= Given exercise A =
Answer these questions using the column on Labour's plan to stop the boats:
(i) Who is named as the Home Secretary?
(ii) Up to how much could a failed asylum-seeking family be paid to leave the United Kingdom?
(iii) What does the Home Office say housing asylum seekers can cost per year per family?
= Given exercise B =
Can you quote the column on Labour's plan to stop the boats from "Simple… if you" to "many poorer countries."?
= Given exercise C =
What comes next in the column on Labour's plan to stop the boats? Write the continuation.

= Source =
------------------------------

One policy stands out in Labour's plan to stop the boats - and it's for all the wrong reasons - Adam Brooks

One policy stands out in Labour's plan to stop the boats - and it's for all the wrong reasons - Adam Brooks
Jacob Rees-Mogg shares opinion on Labour's latest crackdown on migration |

GB

Adam Brooks

By Adam Brooks


Published: 06/03/2026

- 13:32

In a country where working families are squeezed, the Government’s solution is to write a huge cheque to illegal immigrants, writes the publican and author

The Government have unveiled what they call a major new immigration crackdown. The Home Secretary, Shabana Mahmood, says she is restoring control of Britain’s borders.

We’re told the system will be tougher, faster and more disciplined.

I don’t believe her.


When you strip away the press releases and the political theatre, one policy stands out above the rest.

Paying failed asylum seekers up to £10,000 each, or as much as £40,000 per family, to leave the United Kingdom.

Let that sink in for a minute.

In a country where working families are squeezed by record taxes, sky-high energy bills and the cost of living, the Government’s solution to illegal immigration is to write a huge cheque.

You really couldn’t make it up.

The Home Office claims that this will save money because housing asylum seekers can cost well over £100,000 per year per family. But that completely misses the point.

Policies send signals. And what signal does this send across the world?

Simple… if you get to Britain and your claim fails, you might still walk away with tens of thousands of pounds - ten times the annual wage in many poorer countries.

That isn’t deterrence.

That’s advertising, and it’s effectively a giant billboard to the world’s people smugglers and migrant chancers.

“Come to Britain. Try your luck. Even if you fail, you might still get paid.

That is not a border policy; it is an incentive.

Now, to be fair, Mahmood has also announced tougher rhetoric in other areas. She says foreign criminals should not be able to enter the country and that those who break the rules could lose support or face removal.

------------------------------

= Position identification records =
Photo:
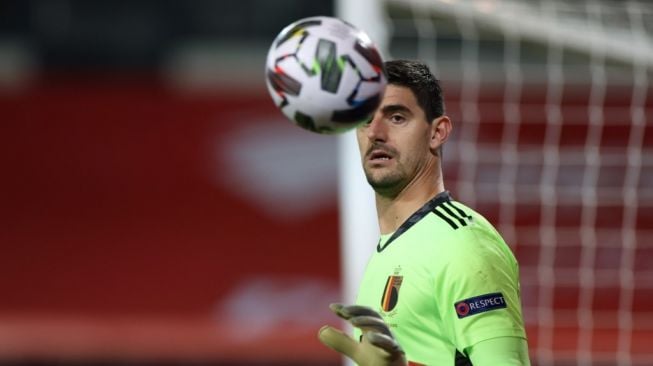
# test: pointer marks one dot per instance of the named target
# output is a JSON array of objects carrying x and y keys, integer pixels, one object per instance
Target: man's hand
[{"x": 376, "y": 348}]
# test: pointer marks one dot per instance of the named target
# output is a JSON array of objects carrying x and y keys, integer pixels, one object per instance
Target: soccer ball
[{"x": 325, "y": 74}]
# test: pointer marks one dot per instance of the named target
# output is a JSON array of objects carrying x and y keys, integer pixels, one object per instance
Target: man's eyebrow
[{"x": 391, "y": 108}]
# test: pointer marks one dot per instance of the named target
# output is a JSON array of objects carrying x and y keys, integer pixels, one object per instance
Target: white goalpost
[{"x": 553, "y": 142}]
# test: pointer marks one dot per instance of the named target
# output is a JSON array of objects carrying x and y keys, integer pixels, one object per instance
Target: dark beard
[{"x": 388, "y": 185}]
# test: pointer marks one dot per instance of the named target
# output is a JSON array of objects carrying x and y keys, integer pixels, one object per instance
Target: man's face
[{"x": 394, "y": 145}]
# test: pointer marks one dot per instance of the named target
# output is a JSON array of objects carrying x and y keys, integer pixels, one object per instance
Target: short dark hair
[{"x": 417, "y": 76}]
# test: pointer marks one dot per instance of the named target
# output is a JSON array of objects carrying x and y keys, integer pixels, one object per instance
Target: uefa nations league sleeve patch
[{"x": 480, "y": 304}]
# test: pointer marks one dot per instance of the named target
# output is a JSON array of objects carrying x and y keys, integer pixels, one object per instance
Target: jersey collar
[{"x": 415, "y": 217}]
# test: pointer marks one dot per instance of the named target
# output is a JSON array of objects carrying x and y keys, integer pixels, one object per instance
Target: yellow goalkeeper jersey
[{"x": 444, "y": 281}]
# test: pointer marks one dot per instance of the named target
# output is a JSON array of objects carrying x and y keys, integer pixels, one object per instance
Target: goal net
[{"x": 553, "y": 143}]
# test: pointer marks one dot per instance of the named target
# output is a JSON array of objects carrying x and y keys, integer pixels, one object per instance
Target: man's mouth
[{"x": 379, "y": 155}]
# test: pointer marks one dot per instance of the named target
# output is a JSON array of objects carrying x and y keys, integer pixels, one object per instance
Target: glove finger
[
  {"x": 348, "y": 311},
  {"x": 337, "y": 340},
  {"x": 384, "y": 342},
  {"x": 371, "y": 324}
]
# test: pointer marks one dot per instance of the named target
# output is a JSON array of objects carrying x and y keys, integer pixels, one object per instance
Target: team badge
[
  {"x": 391, "y": 292},
  {"x": 480, "y": 304}
]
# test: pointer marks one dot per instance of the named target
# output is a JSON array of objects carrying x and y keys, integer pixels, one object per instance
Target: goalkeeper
[{"x": 442, "y": 287}]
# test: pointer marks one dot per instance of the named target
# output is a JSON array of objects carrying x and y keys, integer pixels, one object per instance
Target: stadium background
[{"x": 155, "y": 208}]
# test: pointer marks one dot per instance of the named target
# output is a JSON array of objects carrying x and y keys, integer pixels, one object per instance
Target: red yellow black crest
[{"x": 391, "y": 292}]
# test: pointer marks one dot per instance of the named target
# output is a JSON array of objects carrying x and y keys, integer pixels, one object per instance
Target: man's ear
[{"x": 440, "y": 131}]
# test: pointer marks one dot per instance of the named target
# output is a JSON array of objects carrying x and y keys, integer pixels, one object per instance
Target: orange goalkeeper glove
[{"x": 377, "y": 346}]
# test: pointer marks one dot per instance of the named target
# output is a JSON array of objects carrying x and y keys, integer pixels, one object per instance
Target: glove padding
[{"x": 377, "y": 346}]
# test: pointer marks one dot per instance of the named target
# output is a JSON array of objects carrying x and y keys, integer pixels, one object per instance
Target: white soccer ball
[{"x": 325, "y": 75}]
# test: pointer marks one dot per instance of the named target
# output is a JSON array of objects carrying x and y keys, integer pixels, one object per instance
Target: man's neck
[{"x": 393, "y": 211}]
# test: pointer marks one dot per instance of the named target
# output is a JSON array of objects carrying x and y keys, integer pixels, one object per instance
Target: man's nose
[{"x": 377, "y": 129}]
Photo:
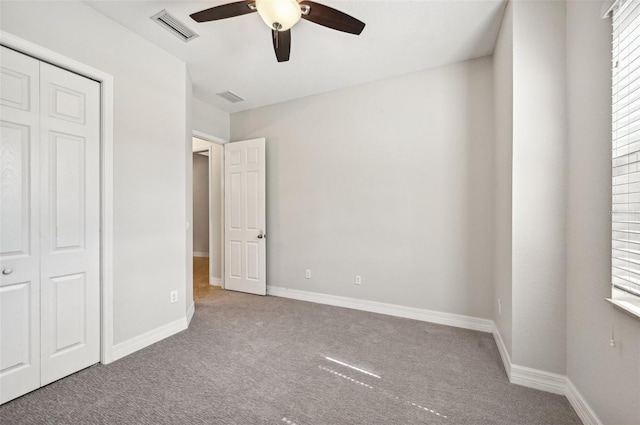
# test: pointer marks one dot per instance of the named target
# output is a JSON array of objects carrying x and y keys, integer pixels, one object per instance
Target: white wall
[
  {"x": 149, "y": 153},
  {"x": 392, "y": 180},
  {"x": 609, "y": 379},
  {"x": 188, "y": 194},
  {"x": 538, "y": 266},
  {"x": 210, "y": 120},
  {"x": 200, "y": 203},
  {"x": 503, "y": 89}
]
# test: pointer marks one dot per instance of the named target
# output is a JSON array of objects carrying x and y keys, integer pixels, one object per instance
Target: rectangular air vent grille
[
  {"x": 174, "y": 26},
  {"x": 231, "y": 97}
]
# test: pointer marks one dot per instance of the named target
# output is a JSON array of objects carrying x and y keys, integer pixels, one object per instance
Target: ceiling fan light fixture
[{"x": 280, "y": 15}]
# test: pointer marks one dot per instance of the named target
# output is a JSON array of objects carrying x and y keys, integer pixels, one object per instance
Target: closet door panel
[
  {"x": 70, "y": 238},
  {"x": 19, "y": 225}
]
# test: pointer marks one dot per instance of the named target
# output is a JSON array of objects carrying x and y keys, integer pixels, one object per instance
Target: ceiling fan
[{"x": 281, "y": 15}]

------------------------------

= Exercise output A =
(i) Shabana Mahmood
(ii) As much as £40,000
(iii) Well over £100,000

= Exercise output B =
Simple… if you get to Britain and your claim fails, you might still walk away with tens of thousands of pounds - ten times the annual wage in many poorer countries.

= Exercise output C =
Good, why wasn’t this being done before?!

On paper, that sounds sensible.

But forgive me if I don’t pop the champagne just yet, because we’ve heard this all before.

For years, governments have promised control. Promised enforcement and promised deportations.

And yet illegal migration has continued to rise to record levels, the asylum backlog has ballooned, and removal numbers remain painfully low.

Adam Brooks (left), Shabana Mahmood (right)

One policy stands out in Labour's plan to stop the boats - and it's for all the wrong reasons - Adam Brooks

|

Getty Images

Unless you’re a Brazilian bar worker or maybe an Albanian who has tried their luck… but for the very people the public most want removed - the Channel migrants and visa fraudsters from countries like Pakistan… deportations remain close to zero.

Words are cheap in Westminster.

Action is what matters.

And when the Prime Minister is Keir Starmer, a lifelong human-rights lawyer, many people simply do not believe that mass enforcement or large-scale deportations are ever going to happen.

The gap between their rhetoric and the reality is simply too wide.

This government has already become synonymous with over-promising and under-delivering… or let’s be honest, lying.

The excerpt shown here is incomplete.